Vivi com ele a primeira grande aventura da minha vida num maravilhoso Setembro de 1970: um Volkswagen Variant com porta-bagagens em cima, uma tia sexagenária, uma miúda de 12 anos, um garoto de 8, a mãe, o bebé com 4 meses e o pai ao volante. As roupas e necessaires iam em cima, em grandes malas e o espaço traseiro do carro tinha sido transformado numa espécie de nurserie do menino: tinha caixas forradas a azul e etiquetadas com as roupas de bebé, as fraldas, os biberons, as papas, um fogão Campingaz e alguns apetrechos de cozinha, e uma alcofa, que porta-bebés ainda era praticamente um produto de ficção científica.

E então fomos estrada fora, depois duma preparação concisa através de mapas e trajectórias alternativas fornecidas pelos experts do ACP, rumo a Solingen, perto de Colónia, na Alemanha, onde morava a Line, a filha mais nova da tia Eugénia.

A primeira paragem foi em Talavera de la Reina, onde pernoitámos num simpático Hostal, gerido por um casal com uma caterva de filhos, todos alegres e salerosos, e onde o meu pai abriu a primeira garrafa da colheita especial ”para levar para a Alemanha”, que guardava zelosamente. Os hospedeiros eram de uma simpatia e amabilidade contagiantes, pondo de imediato ao dispor das senhoras a cozinha e outras facilidades necessárias para tratar das crianças. A ideia que me ficou dos espanhóis é a de pessoas afáveis, alegres e fantásticas, o que me leva a crer que a geração pós-franquista degenerou significativamente.

De Talavera de la Reina partimos para mais uma tirada até Zaragoza e depois até à Costa Brava, com paragem obrigatória em Barcelona - a Costa Brava é linda, grandiosa, magnífica - e atravessámos outra fronteira já na subida para os Pirenéus, para pernoitar em Perpignan, noutra pousada gerida por outro casal espectacular, onde pus pela primeira vez à prova os dotes linguísticos que adquiri num único ano de francês. A verdade é que me safei muito bem e a partir daí tomei-lhe o gosto.

Entradas de contorno de regiões
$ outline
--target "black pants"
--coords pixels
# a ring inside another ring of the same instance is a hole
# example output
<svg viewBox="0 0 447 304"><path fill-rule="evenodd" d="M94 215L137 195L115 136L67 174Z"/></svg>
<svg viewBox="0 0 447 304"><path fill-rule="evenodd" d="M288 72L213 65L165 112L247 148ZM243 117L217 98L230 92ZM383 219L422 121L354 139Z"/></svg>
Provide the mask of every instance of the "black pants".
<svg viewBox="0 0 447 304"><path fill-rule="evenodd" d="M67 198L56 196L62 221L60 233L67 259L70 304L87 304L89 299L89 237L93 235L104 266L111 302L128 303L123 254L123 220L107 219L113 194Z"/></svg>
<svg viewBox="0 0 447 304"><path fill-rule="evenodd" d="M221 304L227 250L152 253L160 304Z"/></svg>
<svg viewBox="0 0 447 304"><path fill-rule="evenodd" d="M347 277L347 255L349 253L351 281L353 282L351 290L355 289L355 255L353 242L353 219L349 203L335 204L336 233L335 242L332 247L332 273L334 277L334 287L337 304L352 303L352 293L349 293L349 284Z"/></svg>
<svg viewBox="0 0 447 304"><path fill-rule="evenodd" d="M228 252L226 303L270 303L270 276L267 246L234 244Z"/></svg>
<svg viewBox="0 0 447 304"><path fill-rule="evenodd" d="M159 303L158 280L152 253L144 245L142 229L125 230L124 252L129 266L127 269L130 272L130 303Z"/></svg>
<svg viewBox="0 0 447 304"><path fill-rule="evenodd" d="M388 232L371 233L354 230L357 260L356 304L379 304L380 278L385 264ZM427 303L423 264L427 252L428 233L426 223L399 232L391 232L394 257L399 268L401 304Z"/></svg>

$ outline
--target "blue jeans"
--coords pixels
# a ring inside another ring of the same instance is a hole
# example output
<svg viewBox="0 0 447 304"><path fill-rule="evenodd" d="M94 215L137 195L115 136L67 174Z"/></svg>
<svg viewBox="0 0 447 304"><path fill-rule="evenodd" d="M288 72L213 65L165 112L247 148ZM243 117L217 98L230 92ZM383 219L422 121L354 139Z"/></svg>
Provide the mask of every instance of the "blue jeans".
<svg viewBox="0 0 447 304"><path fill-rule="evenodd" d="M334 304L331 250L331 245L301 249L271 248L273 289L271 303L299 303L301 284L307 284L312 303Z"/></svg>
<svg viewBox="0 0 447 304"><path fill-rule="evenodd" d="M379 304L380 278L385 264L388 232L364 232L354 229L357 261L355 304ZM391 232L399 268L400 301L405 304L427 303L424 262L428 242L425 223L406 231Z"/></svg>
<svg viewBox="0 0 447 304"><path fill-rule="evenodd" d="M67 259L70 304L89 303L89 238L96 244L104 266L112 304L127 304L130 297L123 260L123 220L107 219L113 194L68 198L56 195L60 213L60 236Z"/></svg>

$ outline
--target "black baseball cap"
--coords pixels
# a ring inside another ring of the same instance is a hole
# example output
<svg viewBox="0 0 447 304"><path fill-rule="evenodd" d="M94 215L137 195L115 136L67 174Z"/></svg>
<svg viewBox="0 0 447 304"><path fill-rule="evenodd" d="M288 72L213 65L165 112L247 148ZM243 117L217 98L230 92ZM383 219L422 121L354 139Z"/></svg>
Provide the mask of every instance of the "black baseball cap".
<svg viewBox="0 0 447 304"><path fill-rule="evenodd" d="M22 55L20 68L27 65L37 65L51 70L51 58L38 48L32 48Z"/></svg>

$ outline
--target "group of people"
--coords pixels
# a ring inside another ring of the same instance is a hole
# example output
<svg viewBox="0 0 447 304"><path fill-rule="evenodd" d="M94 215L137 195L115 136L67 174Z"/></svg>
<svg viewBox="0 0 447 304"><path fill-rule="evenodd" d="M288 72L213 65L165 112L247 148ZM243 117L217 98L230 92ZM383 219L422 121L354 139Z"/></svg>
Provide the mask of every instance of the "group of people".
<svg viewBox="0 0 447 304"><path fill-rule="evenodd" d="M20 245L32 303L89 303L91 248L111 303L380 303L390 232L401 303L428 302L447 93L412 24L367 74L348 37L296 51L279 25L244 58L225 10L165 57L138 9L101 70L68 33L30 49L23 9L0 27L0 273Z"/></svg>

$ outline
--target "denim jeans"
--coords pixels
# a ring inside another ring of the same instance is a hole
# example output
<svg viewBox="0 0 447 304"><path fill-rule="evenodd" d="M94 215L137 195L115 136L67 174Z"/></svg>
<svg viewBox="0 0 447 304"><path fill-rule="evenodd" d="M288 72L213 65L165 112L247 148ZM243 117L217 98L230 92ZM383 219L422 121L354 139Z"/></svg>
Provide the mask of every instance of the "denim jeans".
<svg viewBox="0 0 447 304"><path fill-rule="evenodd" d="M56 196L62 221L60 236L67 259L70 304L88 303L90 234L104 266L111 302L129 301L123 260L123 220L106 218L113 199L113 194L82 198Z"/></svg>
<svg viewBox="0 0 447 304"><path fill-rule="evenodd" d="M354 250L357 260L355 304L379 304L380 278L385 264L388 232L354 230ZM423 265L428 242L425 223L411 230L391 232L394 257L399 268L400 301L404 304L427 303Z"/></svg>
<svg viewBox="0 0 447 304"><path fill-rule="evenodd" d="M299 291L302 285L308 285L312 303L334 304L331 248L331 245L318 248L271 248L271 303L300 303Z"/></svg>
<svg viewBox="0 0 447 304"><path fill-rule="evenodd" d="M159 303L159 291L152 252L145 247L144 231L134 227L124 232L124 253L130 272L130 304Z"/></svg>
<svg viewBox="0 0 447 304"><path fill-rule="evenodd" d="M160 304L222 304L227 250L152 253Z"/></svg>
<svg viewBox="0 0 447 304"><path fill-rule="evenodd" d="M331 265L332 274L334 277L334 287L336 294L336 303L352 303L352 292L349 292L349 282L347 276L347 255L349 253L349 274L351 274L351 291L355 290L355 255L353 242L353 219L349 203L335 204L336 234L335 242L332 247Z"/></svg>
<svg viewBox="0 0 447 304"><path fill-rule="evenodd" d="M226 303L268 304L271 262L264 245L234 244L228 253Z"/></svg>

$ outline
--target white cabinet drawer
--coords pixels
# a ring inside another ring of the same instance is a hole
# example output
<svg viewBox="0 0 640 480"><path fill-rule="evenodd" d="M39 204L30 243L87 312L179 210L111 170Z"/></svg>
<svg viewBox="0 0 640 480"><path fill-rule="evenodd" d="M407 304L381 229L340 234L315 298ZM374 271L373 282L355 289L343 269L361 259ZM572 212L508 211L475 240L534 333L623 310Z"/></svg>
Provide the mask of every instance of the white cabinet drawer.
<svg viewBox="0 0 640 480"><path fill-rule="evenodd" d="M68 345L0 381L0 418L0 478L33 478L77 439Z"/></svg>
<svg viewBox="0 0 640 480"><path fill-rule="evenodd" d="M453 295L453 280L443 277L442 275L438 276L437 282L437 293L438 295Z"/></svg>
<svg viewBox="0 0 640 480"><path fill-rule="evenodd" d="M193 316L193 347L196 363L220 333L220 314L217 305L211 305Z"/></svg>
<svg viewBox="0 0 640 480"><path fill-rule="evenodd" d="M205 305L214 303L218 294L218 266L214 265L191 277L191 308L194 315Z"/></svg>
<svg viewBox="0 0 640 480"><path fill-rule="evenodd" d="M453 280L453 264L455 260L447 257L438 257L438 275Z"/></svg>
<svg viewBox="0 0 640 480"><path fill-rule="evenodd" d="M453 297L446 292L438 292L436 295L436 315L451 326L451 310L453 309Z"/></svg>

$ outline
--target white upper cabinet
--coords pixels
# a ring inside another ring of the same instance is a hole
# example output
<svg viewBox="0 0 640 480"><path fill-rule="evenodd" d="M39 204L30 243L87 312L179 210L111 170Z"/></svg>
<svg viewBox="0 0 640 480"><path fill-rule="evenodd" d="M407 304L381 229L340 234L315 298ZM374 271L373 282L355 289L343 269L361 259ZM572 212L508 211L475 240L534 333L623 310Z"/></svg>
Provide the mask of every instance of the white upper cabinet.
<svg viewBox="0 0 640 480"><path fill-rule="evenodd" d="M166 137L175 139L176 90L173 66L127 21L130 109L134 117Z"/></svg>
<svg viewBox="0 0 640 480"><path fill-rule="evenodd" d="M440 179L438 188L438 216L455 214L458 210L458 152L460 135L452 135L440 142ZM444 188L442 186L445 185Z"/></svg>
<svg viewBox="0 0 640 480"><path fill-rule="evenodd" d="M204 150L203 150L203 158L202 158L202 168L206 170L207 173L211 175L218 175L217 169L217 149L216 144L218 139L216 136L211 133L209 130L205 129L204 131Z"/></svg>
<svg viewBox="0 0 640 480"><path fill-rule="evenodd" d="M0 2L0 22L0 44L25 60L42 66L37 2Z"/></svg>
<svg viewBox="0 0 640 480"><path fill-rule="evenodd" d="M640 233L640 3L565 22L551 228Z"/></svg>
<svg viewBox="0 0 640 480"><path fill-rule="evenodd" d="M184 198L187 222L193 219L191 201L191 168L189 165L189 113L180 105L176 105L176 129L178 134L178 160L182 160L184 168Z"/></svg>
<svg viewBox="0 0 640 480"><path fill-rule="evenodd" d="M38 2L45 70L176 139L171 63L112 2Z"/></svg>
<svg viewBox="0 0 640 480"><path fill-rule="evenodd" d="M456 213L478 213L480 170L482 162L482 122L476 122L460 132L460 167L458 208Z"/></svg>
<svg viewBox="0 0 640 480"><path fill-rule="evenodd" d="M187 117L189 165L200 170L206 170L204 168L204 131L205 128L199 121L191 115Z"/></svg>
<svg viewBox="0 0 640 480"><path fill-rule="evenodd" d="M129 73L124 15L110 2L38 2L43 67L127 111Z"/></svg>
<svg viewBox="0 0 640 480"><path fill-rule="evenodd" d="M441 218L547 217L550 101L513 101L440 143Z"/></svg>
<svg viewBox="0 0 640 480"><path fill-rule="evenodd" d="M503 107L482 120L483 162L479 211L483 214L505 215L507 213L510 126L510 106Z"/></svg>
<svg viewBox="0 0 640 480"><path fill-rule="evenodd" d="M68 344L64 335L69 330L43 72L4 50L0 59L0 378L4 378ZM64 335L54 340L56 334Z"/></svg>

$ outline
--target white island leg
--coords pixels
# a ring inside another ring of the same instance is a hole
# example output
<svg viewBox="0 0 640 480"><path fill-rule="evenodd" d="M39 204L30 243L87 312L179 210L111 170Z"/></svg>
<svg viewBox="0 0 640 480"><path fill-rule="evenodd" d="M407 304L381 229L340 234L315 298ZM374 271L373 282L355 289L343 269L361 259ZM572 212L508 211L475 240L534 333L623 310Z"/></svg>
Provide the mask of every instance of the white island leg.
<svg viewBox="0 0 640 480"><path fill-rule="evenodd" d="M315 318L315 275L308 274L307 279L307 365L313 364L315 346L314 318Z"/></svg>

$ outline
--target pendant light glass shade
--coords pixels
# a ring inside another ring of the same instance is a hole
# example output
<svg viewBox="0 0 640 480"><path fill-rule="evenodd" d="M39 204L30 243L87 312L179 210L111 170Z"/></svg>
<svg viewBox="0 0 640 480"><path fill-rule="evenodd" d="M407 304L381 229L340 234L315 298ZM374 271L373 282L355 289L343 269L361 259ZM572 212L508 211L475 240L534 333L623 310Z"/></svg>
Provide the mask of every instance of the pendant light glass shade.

Exercícios propostos:
a - Pode imprimir o trecho do relato da viagem que começa em "Vivi com ele" e continua até "da tia Eugénia.", sem mudar uma única palavra?
b - Consegue dar seguimento ao relato da viagem de 1970 a partir do ponto em que ele termina?
Os itens provêm de uma fonte diferente.

Respostas:
a -
Vivi com ele a primeira grande aventura da minha vida num maravilhoso Setembro de 1970: um Volkswagen Variant com porta-bagagens em cima, uma tia sexagenária, uma miúda de 12 anos, um garoto de 8, a mãe, o bebé com 4 meses e o pai ao volante. As roupas e necessaires iam em cima, em grandes malas e o espaço traseiro do carro tinha sido transformado numa espécie de nurserie do menino: tinha caixas forradas a azul e etiquetadas com as roupas de bebé, as fraldas, os biberons, as papas, um fogão Campingaz e alguns apetrechos de cozinha, e uma alcofa, que porta-bebés ainda era praticamente um produto de ficção científica.

E então fomos estrada fora, depois duma preparação concisa através de mapas e trajectórias alternativas fornecidas pelos experts do ACP, rumo a Solingen, perto de Colónia, na Alemanha, onde morava a Line, a filha mais nova da tia Eugénia.

b -
Saídos de Perpignan, seguimos por uma via a que chamavam autoestrada – Uau !!! – e almoçámos num sítio totalmente práfrentex, chamado área de serviço. A caminho de Dijon, onde pernoitámos, pela primeira vez num hotel de luxo, atravessámos a pior tempestade eléctrica que vi na minha vida que culminou com uma chuva torrencial de proporções bíblicas. Foi uma noite aterradora e praticamente insone; nos breves minutos que conciliávamos o sono éramos despertados abruptamente por hordas de hunos gritantes, que nos bombardeavam sem cessar. Em concílio familiar ficou decidido que no dia seguinte era uma directa até Colónia e pronto, mas não sem antes passar no Luxemburgo para deixar uma encomenda que um amigo por lá emigrante nos tinha pedido para levar.

Depois das peripécias do costume, qual bando de ciganos chegámos à grandiosidade do Luxemburgo, que se atravessava nuns meros 20, 30 minutos. O pai estacionou numa bomba de gasolina, para atestar e pedir direcções. O funcionário que o atendeu ere jugoslavo e falava apenas  a sua língua e um mau italiano; tanto quanto o pai entendeu, tínhamos de atravessar duas pontes e virar na via sinistra. Transmitidas as indicações ipsis verbis, as palavras caíram que nem raios na população da Variant, que depois de uma noite terrífica, queria tudo, menos ir para a via sinistra. Novo concílio: não se entregava qualquer encomenda e era o toca a sair de imediato daquele funesto país.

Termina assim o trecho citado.